### Stored records
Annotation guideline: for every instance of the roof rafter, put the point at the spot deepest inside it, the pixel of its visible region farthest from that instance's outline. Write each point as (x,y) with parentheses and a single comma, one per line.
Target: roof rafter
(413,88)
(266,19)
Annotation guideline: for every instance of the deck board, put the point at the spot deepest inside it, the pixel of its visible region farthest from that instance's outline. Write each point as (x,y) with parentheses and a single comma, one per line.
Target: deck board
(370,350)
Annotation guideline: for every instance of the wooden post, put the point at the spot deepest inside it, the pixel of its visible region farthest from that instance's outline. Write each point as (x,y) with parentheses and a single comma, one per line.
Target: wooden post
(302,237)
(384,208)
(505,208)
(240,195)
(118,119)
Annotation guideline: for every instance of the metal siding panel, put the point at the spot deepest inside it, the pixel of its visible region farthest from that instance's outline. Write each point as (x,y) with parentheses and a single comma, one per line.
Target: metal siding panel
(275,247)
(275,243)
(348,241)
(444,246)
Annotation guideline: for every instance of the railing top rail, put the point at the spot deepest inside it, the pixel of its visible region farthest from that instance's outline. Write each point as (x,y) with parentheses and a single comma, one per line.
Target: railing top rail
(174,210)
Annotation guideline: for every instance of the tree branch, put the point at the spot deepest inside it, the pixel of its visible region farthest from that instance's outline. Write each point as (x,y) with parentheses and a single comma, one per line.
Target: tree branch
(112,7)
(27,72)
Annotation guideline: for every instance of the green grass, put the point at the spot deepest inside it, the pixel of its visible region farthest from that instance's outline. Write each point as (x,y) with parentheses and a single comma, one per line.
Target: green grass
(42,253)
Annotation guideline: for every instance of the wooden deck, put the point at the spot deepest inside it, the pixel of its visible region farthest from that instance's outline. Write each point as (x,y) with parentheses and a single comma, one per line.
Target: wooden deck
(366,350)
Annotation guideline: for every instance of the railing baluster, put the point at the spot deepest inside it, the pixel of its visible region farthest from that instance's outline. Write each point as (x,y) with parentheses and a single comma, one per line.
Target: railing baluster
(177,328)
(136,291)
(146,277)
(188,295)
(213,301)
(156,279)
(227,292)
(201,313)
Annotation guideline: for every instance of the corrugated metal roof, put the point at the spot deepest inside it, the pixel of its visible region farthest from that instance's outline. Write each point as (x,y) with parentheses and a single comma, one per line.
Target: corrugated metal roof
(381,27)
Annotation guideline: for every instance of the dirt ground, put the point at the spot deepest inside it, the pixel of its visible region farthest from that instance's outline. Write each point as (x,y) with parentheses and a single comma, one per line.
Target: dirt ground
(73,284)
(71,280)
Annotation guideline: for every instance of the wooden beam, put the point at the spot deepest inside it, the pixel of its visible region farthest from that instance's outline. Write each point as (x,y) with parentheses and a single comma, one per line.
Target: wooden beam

### Task prompt
Rewrite every line of the records above as a Markdown table with two columns, Row and Line, numbering the rows in order and skipping any blank lines.

### Solution for this exercise
| Row | Line |
|---|---|
| 1 | Annotation guideline: for every instance of the roof rafter, put the point at the spot deepest inside it, the pixel of its visible region farthest from that instance's outline. Write each point as (x,y) with parentheses and a single comma, one per line. |
| 2 | Target: roof rafter |
| 3 | (413,88) |
| 4 | (266,19) |
| 5 | Annotation guideline: for every instance of the deck board, put the point at the spot deepest inside it, the pixel of its visible region farthest from that instance's outline. Write each point as (x,y) with parentheses and a single comma, one per line. |
| 6 | Target: deck board |
| 7 | (370,350) |
| 8 | Annotation guideline: for every instance of the wooden post, put the point at the spot deepest inside it, the pixel of its visible region farthest from that instance's outline. Write each point as (x,y) with parentheses and a single comma, one per line. |
| 9 | Target: wooden post |
| 10 | (302,237) |
| 11 | (384,208) |
| 12 | (505,208) |
| 13 | (240,195) |
| 14 | (118,119) |
| 15 | Annotation guideline: for every instance of the metal siding panel, put the point at the spot deepest inside it, the pixel of its visible region farthest from that instance's outline. Write each point as (x,y) with parentheses and a single comma, one per line. |
| 16 | Target: metal siding panel |
| 17 | (275,247) |
| 18 | (275,243) |
| 19 | (348,241) |
| 20 | (444,246) |
| 21 | Annotation guideline: for every instance of the railing top rail, put the point at the spot deepest inside it, the pixel of its visible region farthest from that instance's outline. Write each point as (x,y) with parentheses and a single comma, one per line. |
| 22 | Target: railing top rail |
| 23 | (174,210) |
| 24 | Annotation guideline: for every instance of the tree branch, put the point at the spot deepest inside it, the pixel of its visible region farthest from that instance's outline. Write each point as (x,y) with parentheses and a single comma, one per line. |
| 25 | Target: tree branch |
| 26 | (112,7) |
| 27 | (27,72) |
| 28 | Annotation guideline: for every instance of the green grass, put the point at the spot deepest inside it, the pixel of its visible region farthest from that instance's outline. Write each point as (x,y) with parentheses and a single comma, one per line. |
| 29 | Target: green grass |
| 30 | (42,253) |
| 31 | Annotation guideline: for every instance of the wooden deck, put the point at the spot deepest inside it, the pixel of its visible region farthest from that instance's outline. Write each point as (x,y) with parentheses and a single comma, one per line. |
| 32 | Target: wooden deck |
| 33 | (366,350) |
| 34 | Annotation guideline: for every instance of the railing baluster, put the point at the spot deepest inside it, the pixel of its visible region farthest from that instance's outline. Write each point as (x,y) with parentheses and a single comma, one per line. |
| 35 | Target: railing baluster |
| 36 | (177,328) |
| 37 | (136,291) |
| 38 | (146,277) |
| 39 | (188,295) |
| 40 | (213,301) |
| 41 | (156,279) |
| 42 | (227,292) |
| 43 | (201,313) |
| 44 | Annotation guideline: for every instance of the corrugated metal roof, put the point at the spot deepest inside it, the pixel of its visible region farthest from that instance's outline. Write each point as (x,y) with parentheses and a single comma, one per line. |
| 45 | Target: corrugated metal roof |
| 46 | (381,27) |
| 47 | Annotation guideline: for every instance of the dirt ground, put the point at the spot deepest inside it, the pixel of its visible region farthest from that instance's outline. Write each point as (x,y) with parentheses and a single comma, one per line. |
| 48 | Target: dirt ground |
| 49 | (73,284) |
| 50 | (71,280) |
| 51 | Annotation guideline: for every instance of the wooden beam, put the point at the spot deepest inside it, the pixel of its visible region farthest from that instance's outline. Write each point as (x,y) with parentheses and a single comma, one per line. |
| 52 | Target: wooden beam |